TASK ITEM A:
Return, word for word, the stretch of the passage on democratic change in China from "To be sure, we" through "should it change.".
TASK ITEM B:
List the words inside every pair of parentheses in the passage on democratic change in China.
-- PAGE TEXT follows --
Till then, I can recommend this interesting essay by John Lee (via) on the potential (or lack thereof) for democratic change in China in the wake of its economic reforms over the last few decades.

Lee observes:

To be sure, we have no choice but to continue to engage with China in the hope that continued economic reforms and rising prosperity there will eventually lead to political reform. But we should reject the blind and deterministic logic that a rising China will inevitably become a democratic one. Even if we believe that authoritarian China is on the wrong side of history, so far it is doing a good job of defying it.

Why this might be so is helpfully explained by several passages in the piece, such as this one (I have removed the footnotes, which are available in the original essay):

That the middle classes—from the private and public sectors alike—have little appetite for democratic reform is easily explained: they have much to gain from the current political status quo and potentially much to lose should it change.
-- PAGE TEXT concluded --
-- INPUT DATA follows --
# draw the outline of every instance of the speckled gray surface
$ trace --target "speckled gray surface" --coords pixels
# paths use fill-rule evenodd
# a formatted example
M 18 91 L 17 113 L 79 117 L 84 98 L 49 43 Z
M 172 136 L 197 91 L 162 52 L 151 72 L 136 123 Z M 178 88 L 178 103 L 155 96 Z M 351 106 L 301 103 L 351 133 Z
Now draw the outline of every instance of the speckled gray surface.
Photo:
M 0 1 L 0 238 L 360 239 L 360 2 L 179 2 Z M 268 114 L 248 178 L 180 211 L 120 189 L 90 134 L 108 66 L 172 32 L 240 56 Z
-- INPUT DATA concluded --
TASK SOLUTION A:
To be sure, we have no choice but to continue to engage with China in the hope that continued economic reforms and rising prosperity there will eventually lead to political reform. But we should reject the blind and deterministic logic that a rising China will inevitably become a democratic one. Even if we believe that authoritarian China is on the wrong side of history, so far it is doing a good job of defying it.

Why this might be so is helpfully explained by several passages in the piece, such as this one (I have removed the footnotes, which are available in the original essay):

That the middle classes—from the private and public sectors alike—have little appetite for democratic reform is easily explained: they have much to gain from the current political status quo and potentially much to lose should it change.

TASK SOLUTION B:
via
or lack thereof
I have removed the footnotes, which are available in the original essay